WHAT TO DO: Output all entries exactly; images excluded.

ENTRIES SUPPLIED:
═══
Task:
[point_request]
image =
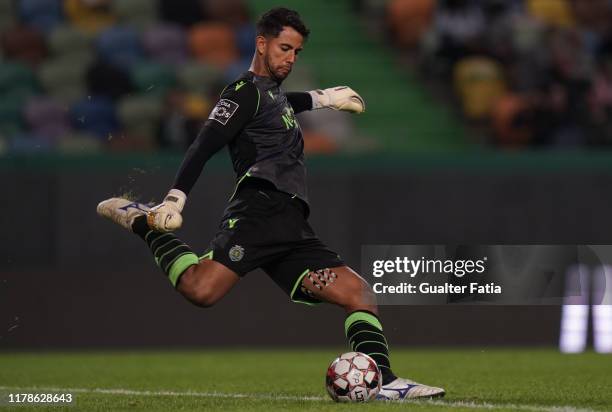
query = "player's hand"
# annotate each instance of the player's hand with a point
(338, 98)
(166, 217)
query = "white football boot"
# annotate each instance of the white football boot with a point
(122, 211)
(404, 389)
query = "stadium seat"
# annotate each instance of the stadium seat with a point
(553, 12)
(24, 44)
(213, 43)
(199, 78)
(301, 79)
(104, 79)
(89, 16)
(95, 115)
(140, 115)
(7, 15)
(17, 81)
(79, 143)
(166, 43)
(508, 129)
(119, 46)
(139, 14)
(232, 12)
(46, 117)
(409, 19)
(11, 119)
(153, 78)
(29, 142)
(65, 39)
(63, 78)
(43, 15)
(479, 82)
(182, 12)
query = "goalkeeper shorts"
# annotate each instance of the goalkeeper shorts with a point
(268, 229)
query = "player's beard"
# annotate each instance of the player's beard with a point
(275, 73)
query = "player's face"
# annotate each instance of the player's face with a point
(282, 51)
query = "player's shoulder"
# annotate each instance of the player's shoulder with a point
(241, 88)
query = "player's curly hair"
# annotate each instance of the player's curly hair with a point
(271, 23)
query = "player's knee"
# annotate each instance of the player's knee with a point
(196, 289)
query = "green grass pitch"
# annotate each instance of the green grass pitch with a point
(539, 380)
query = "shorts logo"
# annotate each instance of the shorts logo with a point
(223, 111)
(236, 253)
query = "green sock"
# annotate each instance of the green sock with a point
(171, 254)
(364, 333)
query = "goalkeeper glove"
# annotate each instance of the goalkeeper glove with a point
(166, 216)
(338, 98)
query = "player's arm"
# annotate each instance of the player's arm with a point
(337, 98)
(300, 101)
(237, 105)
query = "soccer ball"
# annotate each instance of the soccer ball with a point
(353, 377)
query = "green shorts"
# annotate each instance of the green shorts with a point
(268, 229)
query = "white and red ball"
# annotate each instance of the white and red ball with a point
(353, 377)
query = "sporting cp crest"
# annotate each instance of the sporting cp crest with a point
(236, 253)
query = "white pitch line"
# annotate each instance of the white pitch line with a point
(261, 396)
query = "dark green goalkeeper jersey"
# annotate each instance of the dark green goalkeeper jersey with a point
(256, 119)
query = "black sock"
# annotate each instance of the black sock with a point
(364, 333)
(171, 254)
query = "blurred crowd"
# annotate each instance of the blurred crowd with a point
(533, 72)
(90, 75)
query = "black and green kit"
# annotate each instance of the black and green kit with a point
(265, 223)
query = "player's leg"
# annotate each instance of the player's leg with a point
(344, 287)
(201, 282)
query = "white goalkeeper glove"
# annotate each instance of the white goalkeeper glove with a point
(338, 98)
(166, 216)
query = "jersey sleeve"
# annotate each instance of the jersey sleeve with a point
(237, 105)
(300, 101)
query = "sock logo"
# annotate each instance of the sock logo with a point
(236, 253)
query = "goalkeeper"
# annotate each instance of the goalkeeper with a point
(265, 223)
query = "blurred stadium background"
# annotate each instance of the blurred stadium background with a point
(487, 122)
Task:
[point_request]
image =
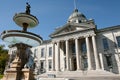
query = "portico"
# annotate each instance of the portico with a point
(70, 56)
═══
RESULT FOR THIS TASK:
Task:
[point_request]
image =
query = "player's hand"
# annotate each instance of the player's hand with a point
(338, 98)
(166, 217)
query = "white football boot"
# annotate each instance of the white football boot with a point
(122, 211)
(404, 389)
query = "stadium seat"
# annotate each instance of the stadium seat with a point
(553, 12)
(24, 44)
(213, 43)
(199, 78)
(301, 79)
(104, 79)
(89, 16)
(95, 115)
(140, 115)
(7, 15)
(17, 81)
(79, 143)
(166, 43)
(508, 129)
(119, 46)
(139, 14)
(232, 12)
(46, 117)
(409, 19)
(11, 119)
(153, 78)
(29, 142)
(65, 39)
(63, 78)
(43, 15)
(479, 82)
(182, 12)
query = "goalkeeper shorts"
# annotate each instance of the goalkeeper shorts with a point
(268, 229)
query = "player's beard"
# annotate each instance of the player's beard with a point
(275, 73)
query = "player's face"
# annotate each instance of the player's face with a point
(282, 51)
query = "player's shoulder"
# annotate each instance of the player's shoulder with a point
(241, 88)
query = "player's curly hair"
# annotate each instance of the player's curly hair with a point
(271, 23)
query = "player's knee"
# annotate each instance of the player's knee with a point
(196, 289)
query = "green grass pitch"
# annotate each instance of the green grass pitch with a point
(539, 380)
query = "shorts logo"
# annotate each instance of the shorts logo with a point
(223, 111)
(236, 253)
query = "green sock"
# annotate each instance of the green sock with a point
(171, 254)
(364, 333)
query = "goalkeeper glove"
# annotate each instance of the goalkeeper glove with a point
(166, 216)
(338, 98)
query = "player's arm"
# annotate each instance of the player's arm with a point
(337, 98)
(300, 101)
(237, 105)
query = "soccer ball"
# annotate each instance of the soccer ball with a point
(353, 377)
query = "green shorts"
# annotate each instance of the green shorts with a point
(268, 229)
query = "white and red ball"
# annotate each instance of the white and red ball with a point
(353, 377)
query = "sporting cp crest"
# annotate each instance of the sporting cp crest with a point
(236, 253)
query = "white pitch line"
# annotate each instance of the white pitch line with a point
(261, 396)
query = "dark green goalkeeper jersey"
# annotate each instance of the dark green goalkeeper jersey with a point
(256, 119)
query = "black sock"
# annotate each instance of the black sock with a point
(364, 333)
(171, 254)
query = "blurred crowd"
# annotate each instance of the blurred crowd with a point
(533, 72)
(90, 75)
query = "black and green kit"
# annotate each instance of the black and green kit with a point
(265, 223)
query = "player's leg"
# annotate each instance of the player's leg with a point
(344, 287)
(201, 282)
query = "white goalkeeper glove"
# annotate each instance of the white goalkeeper glove with a point
(338, 98)
(166, 216)
query = "jersey sleeve"
# annotate each instance of the jersey sleeve with a point
(237, 105)
(300, 101)
query = "sock logo"
# annotate each instance of the sock logo with a point
(236, 253)
query = "goalkeeper"
# annotate each instance of the goalkeeper with a point
(265, 223)
query = "blurred stadium background"
# annotate each instance of the blurred stadium background with a point
(487, 122)
Task:
[point_request]
image =
query = "portico"
# annotate each instance of the portico with a point
(70, 56)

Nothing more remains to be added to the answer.